We do not necessarilly need to have video and audio combined, but we do want to check whether they are synchronized (they should be, but it's always good to do a sanity check).

We will combine the audio and video for each trial using `ffmpeg` package, and save it as a new video file.


In [None]:
#| code-fold: false
#| code-summary: Code to prepare environment

wavloc = trialfolder+'Audio\\'
wavfiles = glob.glob(wavloc+'*denoised.wav')
audiovideo = datafolder+'Data_processed\\AudioVideo\\'

# if the folder doesn't exist, create it
if not os.path.exists(audiovideo):
    os.makedirs(audiovideo)
    
videofolder = datafolder+'Data_processed\\Data_trials\\'

# Inititate error log
errorlog2 = []

# loop over Audio files
for file in wavfiles:

    print('Now processing file '+file)

• **Labeled area outline listing**:
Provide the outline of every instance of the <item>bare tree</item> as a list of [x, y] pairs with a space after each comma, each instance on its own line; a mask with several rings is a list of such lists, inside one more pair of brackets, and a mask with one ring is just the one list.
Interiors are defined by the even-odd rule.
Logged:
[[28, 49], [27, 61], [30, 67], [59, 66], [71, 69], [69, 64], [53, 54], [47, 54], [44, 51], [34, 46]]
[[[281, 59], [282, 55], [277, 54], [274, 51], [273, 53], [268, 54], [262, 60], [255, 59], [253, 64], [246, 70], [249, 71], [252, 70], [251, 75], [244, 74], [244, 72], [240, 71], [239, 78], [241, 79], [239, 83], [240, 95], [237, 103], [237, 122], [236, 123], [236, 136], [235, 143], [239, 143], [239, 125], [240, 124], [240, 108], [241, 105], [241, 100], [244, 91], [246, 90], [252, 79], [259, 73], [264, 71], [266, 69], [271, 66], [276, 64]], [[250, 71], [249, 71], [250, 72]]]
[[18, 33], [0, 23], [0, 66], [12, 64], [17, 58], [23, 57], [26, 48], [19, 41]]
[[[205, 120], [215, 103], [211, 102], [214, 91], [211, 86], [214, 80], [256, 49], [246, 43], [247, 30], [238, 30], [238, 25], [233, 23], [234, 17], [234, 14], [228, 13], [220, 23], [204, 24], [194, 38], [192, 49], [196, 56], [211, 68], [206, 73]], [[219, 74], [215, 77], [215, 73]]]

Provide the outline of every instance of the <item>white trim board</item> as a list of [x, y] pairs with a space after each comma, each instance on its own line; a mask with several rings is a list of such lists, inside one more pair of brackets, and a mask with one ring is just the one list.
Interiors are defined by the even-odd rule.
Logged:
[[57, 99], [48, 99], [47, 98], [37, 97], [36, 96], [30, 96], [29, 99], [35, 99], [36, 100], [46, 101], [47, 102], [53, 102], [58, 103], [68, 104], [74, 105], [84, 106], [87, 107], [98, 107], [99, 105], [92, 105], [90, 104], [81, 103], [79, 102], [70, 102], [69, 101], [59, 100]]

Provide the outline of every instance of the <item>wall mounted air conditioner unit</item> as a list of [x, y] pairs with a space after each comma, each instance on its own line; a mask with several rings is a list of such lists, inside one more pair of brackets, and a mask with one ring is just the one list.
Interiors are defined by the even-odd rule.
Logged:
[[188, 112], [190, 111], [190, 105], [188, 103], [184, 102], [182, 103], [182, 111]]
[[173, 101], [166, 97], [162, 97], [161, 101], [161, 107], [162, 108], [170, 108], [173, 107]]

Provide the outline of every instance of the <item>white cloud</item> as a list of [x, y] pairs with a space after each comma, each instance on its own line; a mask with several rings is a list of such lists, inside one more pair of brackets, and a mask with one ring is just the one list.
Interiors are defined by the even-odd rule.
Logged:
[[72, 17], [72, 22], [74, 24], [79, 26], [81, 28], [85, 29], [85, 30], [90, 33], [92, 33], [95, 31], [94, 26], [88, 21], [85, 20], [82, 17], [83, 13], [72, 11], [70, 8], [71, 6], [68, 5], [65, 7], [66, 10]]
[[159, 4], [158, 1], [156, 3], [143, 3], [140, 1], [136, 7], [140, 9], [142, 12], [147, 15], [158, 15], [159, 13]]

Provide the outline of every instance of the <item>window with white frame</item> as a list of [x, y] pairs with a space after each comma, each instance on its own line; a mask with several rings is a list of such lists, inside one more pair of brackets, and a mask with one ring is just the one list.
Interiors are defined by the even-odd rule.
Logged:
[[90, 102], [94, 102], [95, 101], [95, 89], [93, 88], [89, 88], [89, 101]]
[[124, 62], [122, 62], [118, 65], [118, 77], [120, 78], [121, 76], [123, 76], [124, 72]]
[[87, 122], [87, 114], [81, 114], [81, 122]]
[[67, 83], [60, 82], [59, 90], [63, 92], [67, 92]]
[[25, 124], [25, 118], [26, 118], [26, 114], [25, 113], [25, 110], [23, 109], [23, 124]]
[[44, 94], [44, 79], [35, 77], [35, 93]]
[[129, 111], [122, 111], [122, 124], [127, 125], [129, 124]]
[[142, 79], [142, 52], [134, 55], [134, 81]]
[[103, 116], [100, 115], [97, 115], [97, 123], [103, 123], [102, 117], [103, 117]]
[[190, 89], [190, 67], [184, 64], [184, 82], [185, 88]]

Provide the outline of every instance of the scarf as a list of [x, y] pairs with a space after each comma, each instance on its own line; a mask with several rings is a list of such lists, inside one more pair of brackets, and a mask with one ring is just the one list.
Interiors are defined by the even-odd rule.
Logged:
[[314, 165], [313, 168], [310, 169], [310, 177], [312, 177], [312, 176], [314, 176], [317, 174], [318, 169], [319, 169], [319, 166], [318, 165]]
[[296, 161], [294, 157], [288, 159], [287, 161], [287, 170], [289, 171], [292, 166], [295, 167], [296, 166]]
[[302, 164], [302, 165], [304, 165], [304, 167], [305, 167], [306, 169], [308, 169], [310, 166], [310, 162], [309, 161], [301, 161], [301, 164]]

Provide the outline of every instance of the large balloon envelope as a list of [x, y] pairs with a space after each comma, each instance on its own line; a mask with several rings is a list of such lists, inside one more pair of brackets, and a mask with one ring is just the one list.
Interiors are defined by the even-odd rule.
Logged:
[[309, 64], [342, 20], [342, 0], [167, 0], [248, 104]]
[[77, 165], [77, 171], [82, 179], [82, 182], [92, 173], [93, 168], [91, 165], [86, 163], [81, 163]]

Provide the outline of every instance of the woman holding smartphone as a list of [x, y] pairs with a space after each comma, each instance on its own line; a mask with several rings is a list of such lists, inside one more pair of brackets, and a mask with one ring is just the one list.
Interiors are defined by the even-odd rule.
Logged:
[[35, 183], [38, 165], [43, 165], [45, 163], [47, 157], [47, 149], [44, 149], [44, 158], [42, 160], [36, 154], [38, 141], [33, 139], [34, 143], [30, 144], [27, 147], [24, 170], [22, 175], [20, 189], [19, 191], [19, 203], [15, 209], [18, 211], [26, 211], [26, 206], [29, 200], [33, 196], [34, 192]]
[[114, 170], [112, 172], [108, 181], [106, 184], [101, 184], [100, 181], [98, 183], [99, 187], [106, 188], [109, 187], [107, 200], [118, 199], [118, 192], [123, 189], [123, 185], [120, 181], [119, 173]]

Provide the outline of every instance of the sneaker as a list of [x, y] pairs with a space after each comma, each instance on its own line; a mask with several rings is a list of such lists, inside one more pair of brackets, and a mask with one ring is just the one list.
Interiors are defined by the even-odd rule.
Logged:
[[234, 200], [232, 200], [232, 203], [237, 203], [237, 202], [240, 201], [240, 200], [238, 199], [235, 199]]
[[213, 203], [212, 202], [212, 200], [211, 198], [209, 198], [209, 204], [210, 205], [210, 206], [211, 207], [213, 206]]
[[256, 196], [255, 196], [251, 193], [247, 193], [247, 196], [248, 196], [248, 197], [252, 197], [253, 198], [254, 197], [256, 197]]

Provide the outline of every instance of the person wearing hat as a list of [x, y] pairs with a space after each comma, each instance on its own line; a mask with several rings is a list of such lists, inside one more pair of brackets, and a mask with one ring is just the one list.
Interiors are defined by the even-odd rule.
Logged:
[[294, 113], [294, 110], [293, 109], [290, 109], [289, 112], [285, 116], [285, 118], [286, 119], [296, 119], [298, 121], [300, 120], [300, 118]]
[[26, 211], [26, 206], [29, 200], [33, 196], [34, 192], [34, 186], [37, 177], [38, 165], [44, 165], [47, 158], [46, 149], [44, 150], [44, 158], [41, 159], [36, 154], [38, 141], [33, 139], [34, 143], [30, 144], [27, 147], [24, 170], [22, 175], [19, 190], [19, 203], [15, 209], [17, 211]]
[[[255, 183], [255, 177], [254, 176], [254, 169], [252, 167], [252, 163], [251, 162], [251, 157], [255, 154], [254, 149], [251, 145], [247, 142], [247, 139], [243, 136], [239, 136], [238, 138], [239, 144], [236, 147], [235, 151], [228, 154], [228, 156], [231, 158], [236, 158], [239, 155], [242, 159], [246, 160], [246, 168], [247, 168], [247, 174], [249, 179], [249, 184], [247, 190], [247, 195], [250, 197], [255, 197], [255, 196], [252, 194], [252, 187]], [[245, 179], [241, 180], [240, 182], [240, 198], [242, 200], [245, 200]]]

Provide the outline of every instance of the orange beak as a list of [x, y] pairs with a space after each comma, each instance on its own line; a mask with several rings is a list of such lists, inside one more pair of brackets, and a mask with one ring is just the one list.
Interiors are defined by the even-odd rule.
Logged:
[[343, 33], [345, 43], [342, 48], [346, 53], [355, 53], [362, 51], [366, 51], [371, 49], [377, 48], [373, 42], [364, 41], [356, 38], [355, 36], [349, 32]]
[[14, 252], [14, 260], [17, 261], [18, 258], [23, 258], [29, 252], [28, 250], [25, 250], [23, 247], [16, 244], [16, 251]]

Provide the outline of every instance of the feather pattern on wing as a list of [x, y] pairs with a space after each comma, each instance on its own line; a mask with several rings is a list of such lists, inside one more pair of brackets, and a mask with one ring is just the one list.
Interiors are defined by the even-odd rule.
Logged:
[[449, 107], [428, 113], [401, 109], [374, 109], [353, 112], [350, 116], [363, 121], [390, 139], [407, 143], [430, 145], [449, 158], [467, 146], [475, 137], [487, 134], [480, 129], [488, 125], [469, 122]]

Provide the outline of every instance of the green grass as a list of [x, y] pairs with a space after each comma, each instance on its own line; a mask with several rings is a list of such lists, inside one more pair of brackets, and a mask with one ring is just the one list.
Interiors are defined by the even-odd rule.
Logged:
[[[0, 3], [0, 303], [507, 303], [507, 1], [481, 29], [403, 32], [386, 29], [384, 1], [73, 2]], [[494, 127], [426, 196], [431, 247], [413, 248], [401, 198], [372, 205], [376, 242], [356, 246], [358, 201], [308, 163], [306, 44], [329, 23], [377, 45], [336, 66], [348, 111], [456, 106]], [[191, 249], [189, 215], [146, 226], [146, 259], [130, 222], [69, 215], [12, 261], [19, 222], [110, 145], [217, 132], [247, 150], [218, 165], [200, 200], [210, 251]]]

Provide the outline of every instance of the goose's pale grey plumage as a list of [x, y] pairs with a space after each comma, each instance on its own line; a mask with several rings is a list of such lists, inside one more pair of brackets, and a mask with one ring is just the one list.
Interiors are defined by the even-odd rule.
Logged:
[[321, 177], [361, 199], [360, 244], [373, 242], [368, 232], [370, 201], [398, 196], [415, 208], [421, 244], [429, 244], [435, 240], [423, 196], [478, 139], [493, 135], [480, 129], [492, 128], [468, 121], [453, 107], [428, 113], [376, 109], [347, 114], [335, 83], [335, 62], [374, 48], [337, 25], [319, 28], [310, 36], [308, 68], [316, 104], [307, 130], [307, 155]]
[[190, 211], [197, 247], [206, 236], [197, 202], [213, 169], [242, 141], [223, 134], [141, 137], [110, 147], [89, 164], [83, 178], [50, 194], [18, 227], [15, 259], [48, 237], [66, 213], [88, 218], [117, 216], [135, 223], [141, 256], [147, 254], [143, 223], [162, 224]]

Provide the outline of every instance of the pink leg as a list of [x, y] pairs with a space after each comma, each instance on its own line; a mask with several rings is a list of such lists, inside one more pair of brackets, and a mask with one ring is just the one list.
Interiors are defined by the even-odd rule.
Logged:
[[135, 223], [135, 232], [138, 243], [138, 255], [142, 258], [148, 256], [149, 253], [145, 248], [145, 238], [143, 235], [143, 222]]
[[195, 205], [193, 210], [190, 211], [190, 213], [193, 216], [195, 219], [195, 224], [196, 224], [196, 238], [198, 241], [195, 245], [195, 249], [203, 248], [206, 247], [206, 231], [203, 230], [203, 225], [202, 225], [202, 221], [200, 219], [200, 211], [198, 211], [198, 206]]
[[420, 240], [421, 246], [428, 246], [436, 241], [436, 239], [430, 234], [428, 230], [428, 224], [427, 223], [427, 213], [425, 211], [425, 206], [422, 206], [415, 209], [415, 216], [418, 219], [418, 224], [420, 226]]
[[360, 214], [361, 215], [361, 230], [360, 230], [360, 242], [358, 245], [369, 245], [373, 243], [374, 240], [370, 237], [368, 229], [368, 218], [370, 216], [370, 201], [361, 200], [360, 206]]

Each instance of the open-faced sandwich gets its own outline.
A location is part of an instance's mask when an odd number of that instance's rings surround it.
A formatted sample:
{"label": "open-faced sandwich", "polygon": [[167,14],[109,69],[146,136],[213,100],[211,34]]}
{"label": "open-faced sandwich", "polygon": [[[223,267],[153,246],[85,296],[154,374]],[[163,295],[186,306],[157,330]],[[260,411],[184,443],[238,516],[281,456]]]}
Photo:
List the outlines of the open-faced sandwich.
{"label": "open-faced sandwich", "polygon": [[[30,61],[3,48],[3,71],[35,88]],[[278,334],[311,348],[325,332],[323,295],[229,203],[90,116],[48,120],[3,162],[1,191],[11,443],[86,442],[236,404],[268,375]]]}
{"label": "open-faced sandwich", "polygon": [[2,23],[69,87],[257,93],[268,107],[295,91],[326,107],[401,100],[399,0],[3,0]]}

• **REQUESTS**:
A: In the code of the audio-video syncing excerpt, which variable names are given a value with an equals sign?
B: Can you retype the audio-video syncing excerpt, starting at the words that contain "audiovideo = datafolder+'Data_processed\\AudioVideo\\'" and stopping after "os.makedirs(audiovideo)"?

• **SOLUTIONS TO THE PROBLEMS**:
A: wavloc, wavfiles, audiovideo, videofolder, errorlog2

B:
audiovideo = datafolder+'Data_processed\\AudioVideo\\'

# if the folder doesn't exist, create it
if not os.path.exists(audiovideo):
    os.makedirs(audiovideo)